[Dataset entries]
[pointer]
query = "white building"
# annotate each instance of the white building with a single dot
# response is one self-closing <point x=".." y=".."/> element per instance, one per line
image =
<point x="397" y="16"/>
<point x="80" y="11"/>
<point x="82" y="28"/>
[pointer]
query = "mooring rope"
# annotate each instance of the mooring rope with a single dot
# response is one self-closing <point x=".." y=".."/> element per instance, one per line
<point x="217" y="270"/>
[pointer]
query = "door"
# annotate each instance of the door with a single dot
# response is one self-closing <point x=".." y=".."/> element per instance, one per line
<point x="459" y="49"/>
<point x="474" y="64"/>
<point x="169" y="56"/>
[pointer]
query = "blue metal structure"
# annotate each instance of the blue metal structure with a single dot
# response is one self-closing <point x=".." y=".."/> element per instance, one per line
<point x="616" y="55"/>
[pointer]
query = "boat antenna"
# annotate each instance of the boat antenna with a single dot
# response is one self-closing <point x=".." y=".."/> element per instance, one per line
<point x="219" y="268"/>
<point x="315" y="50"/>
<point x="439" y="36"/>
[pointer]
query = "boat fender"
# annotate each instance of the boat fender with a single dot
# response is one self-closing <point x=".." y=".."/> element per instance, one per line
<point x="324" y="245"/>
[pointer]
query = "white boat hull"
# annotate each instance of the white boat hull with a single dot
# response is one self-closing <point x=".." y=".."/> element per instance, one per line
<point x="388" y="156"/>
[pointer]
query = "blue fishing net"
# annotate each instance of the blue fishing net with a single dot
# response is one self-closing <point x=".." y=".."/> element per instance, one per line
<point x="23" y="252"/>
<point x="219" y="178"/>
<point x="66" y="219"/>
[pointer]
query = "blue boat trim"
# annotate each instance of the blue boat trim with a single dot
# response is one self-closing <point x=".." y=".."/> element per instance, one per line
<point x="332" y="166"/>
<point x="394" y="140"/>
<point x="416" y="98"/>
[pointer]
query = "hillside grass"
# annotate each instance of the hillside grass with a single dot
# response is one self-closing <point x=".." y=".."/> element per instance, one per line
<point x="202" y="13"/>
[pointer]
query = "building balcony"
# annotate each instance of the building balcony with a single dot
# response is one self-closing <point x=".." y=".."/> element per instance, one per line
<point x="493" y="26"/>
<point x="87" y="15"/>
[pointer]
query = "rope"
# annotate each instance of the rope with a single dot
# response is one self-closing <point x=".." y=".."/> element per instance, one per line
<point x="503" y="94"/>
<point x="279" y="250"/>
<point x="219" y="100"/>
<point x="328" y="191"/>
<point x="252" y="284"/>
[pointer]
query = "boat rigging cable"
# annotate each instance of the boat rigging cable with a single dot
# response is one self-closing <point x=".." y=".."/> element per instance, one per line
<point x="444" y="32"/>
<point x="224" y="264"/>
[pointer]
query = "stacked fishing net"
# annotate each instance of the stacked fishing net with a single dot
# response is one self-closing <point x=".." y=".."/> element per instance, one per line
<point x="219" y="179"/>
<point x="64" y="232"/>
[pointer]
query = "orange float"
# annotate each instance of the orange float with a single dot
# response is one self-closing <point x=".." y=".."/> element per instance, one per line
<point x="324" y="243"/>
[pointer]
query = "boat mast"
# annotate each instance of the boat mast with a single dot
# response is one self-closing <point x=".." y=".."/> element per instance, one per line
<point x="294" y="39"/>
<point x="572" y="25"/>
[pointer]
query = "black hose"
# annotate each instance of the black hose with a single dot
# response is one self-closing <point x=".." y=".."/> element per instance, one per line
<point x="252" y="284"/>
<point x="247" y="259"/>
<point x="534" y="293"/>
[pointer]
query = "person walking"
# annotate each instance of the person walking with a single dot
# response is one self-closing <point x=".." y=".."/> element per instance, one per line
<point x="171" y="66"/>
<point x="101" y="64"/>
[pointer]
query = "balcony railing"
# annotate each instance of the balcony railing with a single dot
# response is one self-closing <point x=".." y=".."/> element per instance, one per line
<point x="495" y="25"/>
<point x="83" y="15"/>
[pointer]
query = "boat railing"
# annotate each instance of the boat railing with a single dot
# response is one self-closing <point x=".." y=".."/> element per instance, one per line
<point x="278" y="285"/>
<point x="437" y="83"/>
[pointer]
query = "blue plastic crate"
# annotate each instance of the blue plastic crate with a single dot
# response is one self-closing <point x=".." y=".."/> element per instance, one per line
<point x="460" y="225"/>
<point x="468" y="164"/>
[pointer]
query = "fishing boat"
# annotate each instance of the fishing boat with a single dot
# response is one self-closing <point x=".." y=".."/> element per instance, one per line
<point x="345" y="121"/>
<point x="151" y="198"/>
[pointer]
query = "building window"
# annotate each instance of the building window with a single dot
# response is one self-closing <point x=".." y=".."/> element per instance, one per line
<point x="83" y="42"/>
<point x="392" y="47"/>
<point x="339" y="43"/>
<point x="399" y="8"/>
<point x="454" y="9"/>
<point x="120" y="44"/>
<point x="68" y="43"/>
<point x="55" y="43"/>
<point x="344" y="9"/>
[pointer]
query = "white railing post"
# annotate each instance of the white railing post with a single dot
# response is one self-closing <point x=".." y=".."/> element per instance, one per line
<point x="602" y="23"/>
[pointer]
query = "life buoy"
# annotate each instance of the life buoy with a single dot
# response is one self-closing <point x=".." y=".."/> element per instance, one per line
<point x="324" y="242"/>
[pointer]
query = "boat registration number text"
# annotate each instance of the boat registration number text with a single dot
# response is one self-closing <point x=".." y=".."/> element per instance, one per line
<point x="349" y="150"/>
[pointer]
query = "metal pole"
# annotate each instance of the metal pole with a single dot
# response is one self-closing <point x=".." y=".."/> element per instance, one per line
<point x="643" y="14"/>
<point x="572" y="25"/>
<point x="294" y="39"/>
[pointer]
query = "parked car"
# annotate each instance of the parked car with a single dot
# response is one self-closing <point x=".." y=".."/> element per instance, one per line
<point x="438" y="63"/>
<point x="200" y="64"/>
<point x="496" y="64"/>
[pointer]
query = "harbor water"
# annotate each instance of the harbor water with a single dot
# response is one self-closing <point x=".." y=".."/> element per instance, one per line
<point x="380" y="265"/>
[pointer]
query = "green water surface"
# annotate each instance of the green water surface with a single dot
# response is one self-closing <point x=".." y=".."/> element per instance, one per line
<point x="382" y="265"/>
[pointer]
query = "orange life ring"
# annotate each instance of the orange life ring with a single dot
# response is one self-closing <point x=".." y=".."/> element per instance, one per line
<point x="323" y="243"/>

• **Exercise goal**:
Write out each entry once more, exactly as it was given.

• **Exercise solution**:
[pointer]
query = "white building"
# annotate each instance of the white building with a single dot
# response is one self-closing <point x=".." y=".."/> element per instance, one per line
image =
<point x="397" y="16"/>
<point x="80" y="11"/>
<point x="82" y="28"/>
[pointer]
query = "mooring rope"
# annotate each instance of the mooring rope with a single dot
# response is one self-closing <point x=".." y=".."/> element per instance, one per line
<point x="217" y="270"/>
[pointer]
query = "door"
# annotate each instance of the door with a single dot
# response is one self-closing <point x=".." y=".."/> element per instance, one per line
<point x="459" y="49"/>
<point x="474" y="64"/>
<point x="169" y="56"/>
[pointer]
query = "blue metal structure"
# annotate each instance of the blue metal structure with a single dot
# response is one self-closing <point x=".." y=".."/> element per instance, one per line
<point x="616" y="55"/>
[pointer]
query = "boat antenna"
# annotate each instance of the boat antenna with a single dot
# response is one self-closing <point x=".." y=".."/> element per instance, one per line
<point x="219" y="268"/>
<point x="315" y="50"/>
<point x="439" y="36"/>
[pointer]
query = "boat fender"
# annotate each instance of the boat fender with a single dot
# response is one self-closing <point x=".." y=".."/> element per instance, one per line
<point x="324" y="245"/>
[pointer]
query = "white boat hull"
# annotate each instance of the white boat hull with a single dot
# response is one self-closing <point x=".." y=".."/> element per instance, one per line
<point x="388" y="156"/>
[pointer]
query = "blue fishing net"
# annotate each instance of the blue fishing net with a single dot
# response is one self-closing <point x=".." y=".."/> element per instance, one per line
<point x="23" y="252"/>
<point x="219" y="178"/>
<point x="66" y="219"/>
[pointer]
query = "blue boat trim"
# annotate each instance of the blue boat trim with a single dot
# response is one self-closing <point x=".." y=".."/> element per instance, one per line
<point x="332" y="166"/>
<point x="394" y="140"/>
<point x="416" y="98"/>
[pointer]
query = "hillside grass"
# annotate each instance of the hillside grass with a single dot
# response is one self-closing <point x=".." y=".."/> element per instance, one per line
<point x="202" y="13"/>
[pointer]
query = "building balcony"
# annotate each instance of the building balcony with a single dot
# response is one self-closing <point x=".." y=".."/> element per instance, one per line
<point x="493" y="26"/>
<point x="87" y="15"/>
[pointer]
query = "rope"
# annotate each instance of the rope with a single dot
# response is one self-closing <point x=".." y=".."/> element per instance, one per line
<point x="503" y="94"/>
<point x="279" y="250"/>
<point x="219" y="100"/>
<point x="328" y="191"/>
<point x="252" y="284"/>
[pointer]
query = "boat rigging cable"
# annotate each instance of the boat rigging cable with a single dot
# response is one self-closing <point x=".." y=".."/> element per instance, one per line
<point x="444" y="32"/>
<point x="224" y="264"/>
[pointer]
query = "stacked fishing net"
# annotate each instance of the stacked fishing net with a single dot
# response is one self-closing <point x=".." y=".."/> element per instance, one per line
<point x="219" y="179"/>
<point x="64" y="232"/>
[pointer]
query = "orange float"
# annotate each instance of the orange float with a single dot
# response is one self-closing <point x=".." y=".."/> element per instance, one per line
<point x="324" y="243"/>
[pointer]
query = "boat mast"
# annotate each instance of the boat mast with a single dot
# response is one self-closing <point x=".." y=".."/> element per instance, one per line
<point x="294" y="39"/>
<point x="572" y="25"/>
[pointer]
query = "black hose"
# annotate each instance of the black hose with a single dot
# response is one self-closing <point x=".." y=".."/> element per instance, one per line
<point x="252" y="284"/>
<point x="247" y="259"/>
<point x="534" y="293"/>
[pointer]
query = "person walking"
# annotate each instance of the person walking with a single dot
# response is one self-closing <point x=".." y=".."/> element per instance, one per line
<point x="171" y="66"/>
<point x="101" y="64"/>
[pointer]
query = "balcony railing"
# annotate each instance of the balcony railing with a single dot
# response is one self-closing <point x=".." y=".."/> element per instance, one per line
<point x="495" y="25"/>
<point x="83" y="15"/>
[pointer]
query = "boat railing"
# annotate each instance of the boat railing with a single dot
# response is one self-closing <point x=".." y=".."/> element per instance, one per line
<point x="278" y="285"/>
<point x="437" y="83"/>
[pointer]
query = "blue plastic crate"
# annotate each instance of the blue plastic crate with a single dot
# response is one self-closing <point x=".." y=".."/> element per instance, one per line
<point x="460" y="225"/>
<point x="468" y="164"/>
[pointer]
query = "fishing boat"
# annotate each instance of the fishing boat with a single dot
# response is one self-closing <point x=".." y=".."/> element per instance, one per line
<point x="345" y="121"/>
<point x="151" y="198"/>
[pointer]
query = "building window"
# annotate each instance of the building window with a single dot
# response is one self-closing <point x=".." y=".."/> element per instance, one per line
<point x="83" y="42"/>
<point x="392" y="47"/>
<point x="339" y="43"/>
<point x="399" y="8"/>
<point x="454" y="9"/>
<point x="120" y="44"/>
<point x="68" y="43"/>
<point x="55" y="43"/>
<point x="344" y="9"/>
[pointer]
query = "white railing post"
# annotate each instance of the white railing post with a single dot
# response is one self-closing <point x=".." y=".."/> element per instance, one per line
<point x="602" y="23"/>
[pointer]
query = "life buoy"
# annotate each instance of the life buoy with a single dot
# response is one self-closing <point x=".." y=".."/> element per instance, one per line
<point x="324" y="242"/>
[pointer]
query = "boat registration number text"
# annotate each instance of the boat registration number text with a single dot
# response is one self-closing <point x=".." y=".."/> element per instance, one per line
<point x="349" y="150"/>
[pointer]
query = "metal pole"
# annotate each instance of the metal pole with a single dot
# response is one self-closing <point x=".." y=".."/> element per instance, one per line
<point x="643" y="14"/>
<point x="572" y="25"/>
<point x="294" y="39"/>
[pointer]
query = "parked car"
# annotate each instance of the parked car with a single dot
# response is one self-closing <point x=".." y=".."/> element per instance, one per line
<point x="438" y="63"/>
<point x="200" y="64"/>
<point x="496" y="64"/>
[pointer]
query = "harbor water"
# annotate each instance of the harbor water with a single dot
# response is one self-closing <point x=".." y=".."/> element per instance, one per line
<point x="380" y="265"/>
[pointer]
query = "green water surface"
# annotate each instance of the green water surface with a single dot
# response is one self-closing <point x=".." y=".."/> element per instance, one per line
<point x="382" y="265"/>
[pointer]
query = "orange life ring"
# annotate each instance of the orange life ring with a single dot
# response is one self-closing <point x=".." y=".."/> element per instance, one per line
<point x="323" y="243"/>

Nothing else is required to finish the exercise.